## Problem statement
Would you please write out each entry precisely as given?

## Data extracted from a collection
=== Begin Enclosure ===

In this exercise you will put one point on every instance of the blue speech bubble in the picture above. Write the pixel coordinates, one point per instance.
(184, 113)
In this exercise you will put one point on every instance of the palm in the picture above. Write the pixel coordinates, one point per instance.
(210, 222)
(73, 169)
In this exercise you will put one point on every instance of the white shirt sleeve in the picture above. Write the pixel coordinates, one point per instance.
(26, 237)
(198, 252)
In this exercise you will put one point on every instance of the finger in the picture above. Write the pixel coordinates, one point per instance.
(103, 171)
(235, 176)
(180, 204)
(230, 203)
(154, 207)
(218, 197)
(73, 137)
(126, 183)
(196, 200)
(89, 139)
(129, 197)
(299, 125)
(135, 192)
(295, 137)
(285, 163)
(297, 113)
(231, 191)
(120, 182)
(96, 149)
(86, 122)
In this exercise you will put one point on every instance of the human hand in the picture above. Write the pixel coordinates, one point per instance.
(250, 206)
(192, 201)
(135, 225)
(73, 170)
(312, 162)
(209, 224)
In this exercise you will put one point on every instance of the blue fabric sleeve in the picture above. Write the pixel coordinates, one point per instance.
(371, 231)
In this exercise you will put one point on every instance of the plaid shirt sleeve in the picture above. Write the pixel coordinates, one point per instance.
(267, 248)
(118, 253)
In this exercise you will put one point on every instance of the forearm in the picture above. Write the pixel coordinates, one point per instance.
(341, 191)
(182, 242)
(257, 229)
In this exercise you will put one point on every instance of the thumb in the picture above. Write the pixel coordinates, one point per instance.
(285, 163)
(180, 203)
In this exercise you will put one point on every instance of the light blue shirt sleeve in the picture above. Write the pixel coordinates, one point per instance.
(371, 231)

=== End Enclosure ===

## Response to the task
In this exercise you will put one point on every instance of the blue speech bubble in the picture above. Write the pixel coordinates, one point per instance.
(184, 113)
In this exercise you will put one point on every instance of the palm in the picture above. Write the pixel coordinates, one point per instance.
(210, 222)
(73, 169)
In this exercise you will put one point on every instance of the white shirt sleeve in the picture above. Write the pixel coordinates, one point per instance.
(26, 237)
(198, 252)
In this exercise you will put one point on every instance of the finger in the picture above. Write the pixel coordinates, one point per instance.
(103, 171)
(235, 176)
(180, 204)
(230, 203)
(154, 207)
(218, 197)
(73, 137)
(126, 183)
(196, 200)
(89, 139)
(129, 197)
(299, 125)
(135, 192)
(295, 137)
(285, 163)
(297, 113)
(231, 191)
(120, 182)
(96, 149)
(86, 122)
In this exercise you will put one point on every instance of the human hand in the picture above. Write the pixel coordinates, one point per instance.
(250, 206)
(192, 201)
(135, 225)
(73, 170)
(312, 162)
(209, 224)
In this exercise you will put one point on every instance of the blue fabric sleeve in the picture above. Write the pixel coordinates, one point per instance.
(371, 231)
In this exercise you will put one point on every instance of the plaid shirt sleeve in the picture above. Write the pixel coordinates, one point per instance.
(267, 248)
(118, 253)
In this exercise you will put one point on every instance of the forearm in the picture above. Write the pixel coordinates, one point per instance.
(341, 191)
(182, 242)
(257, 229)
In this exercise you will put one point on every instance of the thumb in the picture above. Write the pixel coordinates, one point per instance.
(285, 163)
(180, 203)
In this exercise you will put one point on every instance of the light blue shirt sleeve in the picture above. Write the pixel coordinates, one point per instance.
(371, 231)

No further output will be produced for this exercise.